* Goal *
List each line in the items below that contains the string "baseboard". Case counts.

* Data excerpts *
===============

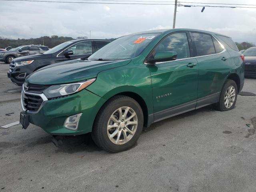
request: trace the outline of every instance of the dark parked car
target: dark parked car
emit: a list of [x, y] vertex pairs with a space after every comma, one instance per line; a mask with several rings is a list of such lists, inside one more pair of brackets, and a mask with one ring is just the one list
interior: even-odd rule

===============

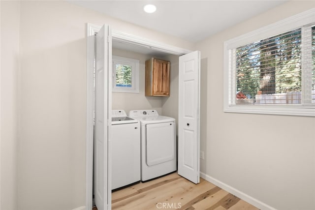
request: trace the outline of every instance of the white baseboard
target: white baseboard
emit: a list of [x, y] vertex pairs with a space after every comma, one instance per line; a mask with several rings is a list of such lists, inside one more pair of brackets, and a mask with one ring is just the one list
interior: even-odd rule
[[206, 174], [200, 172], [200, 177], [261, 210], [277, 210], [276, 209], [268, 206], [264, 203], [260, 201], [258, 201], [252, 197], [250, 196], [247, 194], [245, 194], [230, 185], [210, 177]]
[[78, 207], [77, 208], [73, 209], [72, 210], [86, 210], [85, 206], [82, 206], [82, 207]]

===============

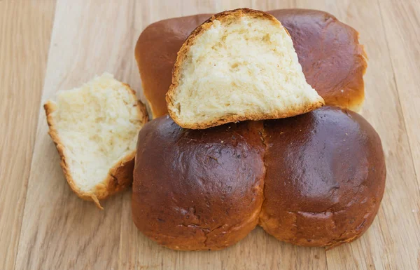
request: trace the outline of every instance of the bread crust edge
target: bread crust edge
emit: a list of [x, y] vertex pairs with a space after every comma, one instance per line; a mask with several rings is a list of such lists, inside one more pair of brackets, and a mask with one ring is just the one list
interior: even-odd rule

===============

* Right answer *
request: trace the outline of every instance of the white baseboard
target: white baseboard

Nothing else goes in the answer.